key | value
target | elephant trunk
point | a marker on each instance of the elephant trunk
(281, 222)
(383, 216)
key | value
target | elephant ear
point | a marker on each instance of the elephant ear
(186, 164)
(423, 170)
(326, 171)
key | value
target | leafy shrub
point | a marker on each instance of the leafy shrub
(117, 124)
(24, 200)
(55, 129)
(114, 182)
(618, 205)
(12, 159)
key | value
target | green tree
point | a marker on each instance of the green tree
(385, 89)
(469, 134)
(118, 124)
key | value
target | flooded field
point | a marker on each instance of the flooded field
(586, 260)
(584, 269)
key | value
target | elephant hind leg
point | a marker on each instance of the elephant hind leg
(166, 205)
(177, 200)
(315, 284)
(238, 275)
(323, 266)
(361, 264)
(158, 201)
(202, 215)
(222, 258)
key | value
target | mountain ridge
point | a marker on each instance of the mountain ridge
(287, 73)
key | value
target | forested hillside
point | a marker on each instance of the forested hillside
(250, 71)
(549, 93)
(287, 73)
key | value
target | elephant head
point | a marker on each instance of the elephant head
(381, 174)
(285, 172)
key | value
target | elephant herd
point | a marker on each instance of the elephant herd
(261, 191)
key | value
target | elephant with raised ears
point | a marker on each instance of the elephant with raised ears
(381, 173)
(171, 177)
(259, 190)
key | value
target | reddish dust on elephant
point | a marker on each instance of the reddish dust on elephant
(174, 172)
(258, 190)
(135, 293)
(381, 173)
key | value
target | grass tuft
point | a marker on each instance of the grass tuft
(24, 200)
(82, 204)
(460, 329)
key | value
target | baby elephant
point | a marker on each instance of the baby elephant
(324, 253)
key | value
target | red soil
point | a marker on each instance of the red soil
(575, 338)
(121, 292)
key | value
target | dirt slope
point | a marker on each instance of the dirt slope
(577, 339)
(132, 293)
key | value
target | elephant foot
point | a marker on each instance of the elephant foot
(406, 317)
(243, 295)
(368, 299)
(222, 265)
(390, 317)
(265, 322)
——
SET PROBLEM
Transcribe each record exactly. Leave nothing out.

TASK OUTPUT
key | value
target | elephant trunk
point | a marker on each instance of the elephant trunk
(281, 222)
(383, 216)
key | value
target | elephant ear
point | a marker on each instance of the elephant ear
(186, 164)
(423, 170)
(326, 171)
key | value
target | leafy shrub
point | a marker on each instance of the leafy shrub
(117, 124)
(24, 200)
(55, 129)
(114, 182)
(618, 205)
(12, 159)
key | value
target | green tree
point | a marker on each instance of the green tree
(385, 89)
(469, 134)
(118, 124)
key | value
target | flooded field
point | a marker on each instance of the flooded field
(586, 260)
(584, 269)
key | value
target | elephant hind leg
point | a marker on each instance of the elephant hind leg
(166, 205)
(177, 200)
(315, 284)
(238, 275)
(323, 266)
(361, 264)
(158, 201)
(202, 215)
(222, 258)
key | value
target | mountain ridge
point | a marker on each instance of the mountain ridge
(287, 73)
key | value
target | forested hillside
point | a marker on each instance of the forested hillside
(250, 71)
(549, 93)
(287, 73)
key | value
target | elephant head
point | a marker on each instance of the elephant head
(381, 174)
(285, 172)
key | value
target | elephant herd
point | a marker on each instance of the elephant herd
(261, 191)
key | value
target | elephant with raised ears
point | a marker on each instance of the elephant with raised ears
(381, 173)
(171, 177)
(259, 190)
key | value
target | reddish dust on elephant
point | a marker on each instance of the reddish dust on elephant
(174, 172)
(258, 190)
(135, 293)
(381, 173)
key | value
target | grass tuft
point | a marker on each instance of the grass tuft
(24, 200)
(82, 204)
(460, 329)
key | value
target | baby elephant
point | a marker on each instance of the baby elephant
(324, 253)
key | value
target | red soil
point | a marker on each instance of the red soil
(575, 338)
(121, 292)
key | value
target | dirt slope
point | a marker on each instance of the dirt slope
(577, 339)
(132, 293)
key | value
target | elephant foot
point | a marker on each instance of the elephant foot
(406, 317)
(243, 295)
(368, 299)
(222, 265)
(390, 317)
(265, 322)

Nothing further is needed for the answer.